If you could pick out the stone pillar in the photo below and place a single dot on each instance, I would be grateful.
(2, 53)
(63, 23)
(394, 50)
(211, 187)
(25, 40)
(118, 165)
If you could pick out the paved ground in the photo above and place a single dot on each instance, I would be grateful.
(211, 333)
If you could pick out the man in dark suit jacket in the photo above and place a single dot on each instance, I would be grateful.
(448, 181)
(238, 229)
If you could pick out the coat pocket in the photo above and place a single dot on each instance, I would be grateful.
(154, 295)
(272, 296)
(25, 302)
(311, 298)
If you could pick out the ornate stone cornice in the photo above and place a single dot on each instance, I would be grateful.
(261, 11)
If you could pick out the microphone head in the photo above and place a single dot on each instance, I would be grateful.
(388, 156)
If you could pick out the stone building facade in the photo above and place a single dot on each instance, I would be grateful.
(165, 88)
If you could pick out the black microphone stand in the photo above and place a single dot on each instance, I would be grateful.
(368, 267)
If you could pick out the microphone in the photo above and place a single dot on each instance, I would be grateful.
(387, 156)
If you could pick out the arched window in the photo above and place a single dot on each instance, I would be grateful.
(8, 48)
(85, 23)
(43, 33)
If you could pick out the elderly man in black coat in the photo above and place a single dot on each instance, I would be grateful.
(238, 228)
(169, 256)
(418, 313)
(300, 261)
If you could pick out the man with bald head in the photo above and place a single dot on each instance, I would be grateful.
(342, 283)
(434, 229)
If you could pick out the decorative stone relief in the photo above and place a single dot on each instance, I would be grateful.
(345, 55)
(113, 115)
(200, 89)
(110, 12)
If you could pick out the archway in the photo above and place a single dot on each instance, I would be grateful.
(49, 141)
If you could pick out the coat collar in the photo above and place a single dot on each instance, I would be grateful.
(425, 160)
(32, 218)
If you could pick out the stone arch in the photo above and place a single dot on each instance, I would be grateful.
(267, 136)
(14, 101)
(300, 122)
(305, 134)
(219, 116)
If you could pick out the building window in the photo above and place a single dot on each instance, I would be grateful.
== == ==
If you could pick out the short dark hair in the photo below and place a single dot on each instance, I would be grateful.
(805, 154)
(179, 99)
== == ==
● **Exercise aim**:
Copy out every line above that contains the word "head".

● **Answer below**:
If you could pick out the microphone head in the photo above and place a single dot on each instance, I would be grateful.
If you could pick out the man with bald head in the photo above and place a single dot on each instance, I would be grateful.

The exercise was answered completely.